● TASK SET:
a - In the article on U.S. aid to Pakistan, why might some of the current aid be unable to continue? Answer in one to three sentences.
b - Answer these short questions on the article on U.S. aid to Pakistan:
(i) About how much has the U.S. provided to Pakistan since 2001?
(ii) Besides suspending the constitution, whom did Musharraf oust?
(iii) What share of the aid bill since 2001 has paid for economic and social projects, according to the Center for Strategic and International Studies?
c - Reproduce a passage from the article on U.S. aid to Pakistan word for word. Begin at the words "The review cited" and stop after "and social projects.".
>> start ARTICLE
The U.S. has provided about $11 billion to Pakistan since 2001, when
Pakistan's president, Gen. Pervez Musharraf, made a strategic shift to
ally with the United States after the Sept. 11 attacks.

"Some of the aid that goes to Pakistan is directly related to the
counterterrorism mission," Rice told reporters traveling with her. "We
just have to review the situation. But I would be very surprised if
anyone wants the president to ignore or set aside our concerns about
terrorism," Rice said.

The top U.S. diplomat said she had not spoken directly with Musharraf
since he announced what she called "extraconstitutional" moves on
Saturday. In addition to suspending the constitution, he ousted the
country's top judge and deployed troops to fight what he called rising
Islamic extremism.

"I'm disappointed in his decision, sure," Rice said. "I think his
decision sets Pakistan back in the considerable progress it made
toward democratic change."

After hearing word of the U.S. review, Sen. Joe Biden, chairman of the
Senate Foreign Relations Committee, said, "I would be on the phone
with Musharraf making it clear to him that there's a price to pay if
he does not rectify what he's just done."

After Musharraf imposed a state of emergency, the Pentagon said the
declaration did not affect U.S. military support of Pakistan.

The review cited by Rice would look in part at whether some current
aid cannot continue because of U.S. legal restrictions that set
conditions for governments to receive money. That probably would cover
only a small amount of the total aid, which now runs to about $150
million each month.

The Center for Strategic and International Studies reported in August
that less than 10 percent of the aid bill since 2001 has paid for
economic and social projects.
>> end ARTICLE
>> start DATASET
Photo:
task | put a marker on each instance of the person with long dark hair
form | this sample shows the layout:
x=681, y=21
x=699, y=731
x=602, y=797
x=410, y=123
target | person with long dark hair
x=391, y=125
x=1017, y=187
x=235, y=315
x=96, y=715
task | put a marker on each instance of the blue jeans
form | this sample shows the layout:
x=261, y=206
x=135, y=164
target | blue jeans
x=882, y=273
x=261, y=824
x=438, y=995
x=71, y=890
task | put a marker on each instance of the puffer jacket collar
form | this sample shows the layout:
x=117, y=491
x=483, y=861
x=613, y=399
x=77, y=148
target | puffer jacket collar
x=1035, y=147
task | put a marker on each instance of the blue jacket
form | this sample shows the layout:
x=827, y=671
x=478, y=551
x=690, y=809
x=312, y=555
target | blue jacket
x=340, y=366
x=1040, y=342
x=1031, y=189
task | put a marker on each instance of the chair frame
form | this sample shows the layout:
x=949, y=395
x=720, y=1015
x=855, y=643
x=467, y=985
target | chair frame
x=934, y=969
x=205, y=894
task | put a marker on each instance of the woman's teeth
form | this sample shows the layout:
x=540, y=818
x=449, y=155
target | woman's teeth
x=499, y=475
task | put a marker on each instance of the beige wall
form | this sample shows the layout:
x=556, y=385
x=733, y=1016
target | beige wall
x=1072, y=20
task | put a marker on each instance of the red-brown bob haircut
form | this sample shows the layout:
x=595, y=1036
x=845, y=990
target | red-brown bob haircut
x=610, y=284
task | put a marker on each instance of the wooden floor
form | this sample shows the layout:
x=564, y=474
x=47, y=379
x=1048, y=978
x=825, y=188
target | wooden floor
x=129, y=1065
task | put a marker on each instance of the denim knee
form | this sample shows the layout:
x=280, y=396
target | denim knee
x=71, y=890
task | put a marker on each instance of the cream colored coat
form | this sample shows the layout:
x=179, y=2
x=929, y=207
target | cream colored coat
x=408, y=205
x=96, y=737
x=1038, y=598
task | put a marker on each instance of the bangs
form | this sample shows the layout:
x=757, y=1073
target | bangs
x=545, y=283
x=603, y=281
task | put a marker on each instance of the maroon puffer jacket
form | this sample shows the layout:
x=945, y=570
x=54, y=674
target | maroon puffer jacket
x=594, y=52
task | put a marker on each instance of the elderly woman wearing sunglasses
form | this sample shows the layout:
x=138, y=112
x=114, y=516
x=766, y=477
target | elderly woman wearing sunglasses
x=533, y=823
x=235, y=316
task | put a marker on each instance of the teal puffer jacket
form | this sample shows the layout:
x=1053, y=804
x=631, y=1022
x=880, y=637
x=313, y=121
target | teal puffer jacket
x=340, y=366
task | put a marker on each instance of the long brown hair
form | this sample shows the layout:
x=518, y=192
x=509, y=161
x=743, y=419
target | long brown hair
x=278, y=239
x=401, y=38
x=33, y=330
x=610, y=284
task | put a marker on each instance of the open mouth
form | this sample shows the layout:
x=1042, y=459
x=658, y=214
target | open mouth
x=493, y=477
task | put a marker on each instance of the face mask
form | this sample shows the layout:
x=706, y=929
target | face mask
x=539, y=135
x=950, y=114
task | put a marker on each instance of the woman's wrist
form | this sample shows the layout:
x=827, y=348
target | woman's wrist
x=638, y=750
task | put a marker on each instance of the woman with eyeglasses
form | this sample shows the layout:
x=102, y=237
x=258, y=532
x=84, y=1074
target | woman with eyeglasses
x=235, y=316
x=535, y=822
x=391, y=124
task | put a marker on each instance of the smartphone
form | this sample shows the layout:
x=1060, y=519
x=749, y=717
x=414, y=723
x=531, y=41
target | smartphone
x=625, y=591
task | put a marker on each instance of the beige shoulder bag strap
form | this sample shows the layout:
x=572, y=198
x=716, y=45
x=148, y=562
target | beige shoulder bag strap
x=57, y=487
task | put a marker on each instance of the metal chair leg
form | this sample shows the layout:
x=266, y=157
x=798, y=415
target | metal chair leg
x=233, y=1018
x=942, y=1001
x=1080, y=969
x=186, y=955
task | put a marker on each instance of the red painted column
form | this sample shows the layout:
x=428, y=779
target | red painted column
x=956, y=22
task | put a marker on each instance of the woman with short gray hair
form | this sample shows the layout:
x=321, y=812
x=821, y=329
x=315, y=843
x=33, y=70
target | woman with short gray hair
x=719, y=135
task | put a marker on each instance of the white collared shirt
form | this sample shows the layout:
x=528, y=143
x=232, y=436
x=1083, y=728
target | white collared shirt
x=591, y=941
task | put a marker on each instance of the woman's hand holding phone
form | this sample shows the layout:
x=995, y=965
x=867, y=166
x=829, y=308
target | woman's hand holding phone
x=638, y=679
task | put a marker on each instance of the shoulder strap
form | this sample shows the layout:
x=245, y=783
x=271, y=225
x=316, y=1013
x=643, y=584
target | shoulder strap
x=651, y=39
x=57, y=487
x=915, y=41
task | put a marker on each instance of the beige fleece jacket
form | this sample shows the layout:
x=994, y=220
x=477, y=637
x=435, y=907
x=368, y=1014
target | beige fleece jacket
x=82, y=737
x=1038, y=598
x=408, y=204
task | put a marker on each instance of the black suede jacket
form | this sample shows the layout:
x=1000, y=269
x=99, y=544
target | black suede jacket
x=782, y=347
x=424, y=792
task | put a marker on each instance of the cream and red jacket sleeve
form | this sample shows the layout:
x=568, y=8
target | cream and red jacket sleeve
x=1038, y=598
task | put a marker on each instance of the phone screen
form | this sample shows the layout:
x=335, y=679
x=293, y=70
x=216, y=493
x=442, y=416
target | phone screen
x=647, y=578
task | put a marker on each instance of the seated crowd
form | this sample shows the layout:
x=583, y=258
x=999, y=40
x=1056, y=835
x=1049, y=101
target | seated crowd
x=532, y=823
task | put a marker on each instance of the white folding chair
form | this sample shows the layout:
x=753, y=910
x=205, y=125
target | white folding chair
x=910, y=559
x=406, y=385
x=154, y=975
>> end DATASET
● TASK SOLUTIONS:
a - The U.S. review would look at whether some aid has to stop because of U.S. legal restrictions, which set conditions for governments to receive money. That would probably cover only a small part of the total aid, which is now about $150 million each month.

b -
(i) About $11 billion.
(ii) The country's top judge.
(iii) Less than 10 percent.

c -
The review cited by Rice would look in part at whether some current
aid cannot continue because of U.S. legal restrictions that set
conditions for governments to receive money. That probably would cover
only a small amount of the total aid, which now runs to about $150
million each month.

The Center for Strategic and International Studies reported in August
that less than 10 percent of the aid bill since 2001 has paid for
economic and social projects.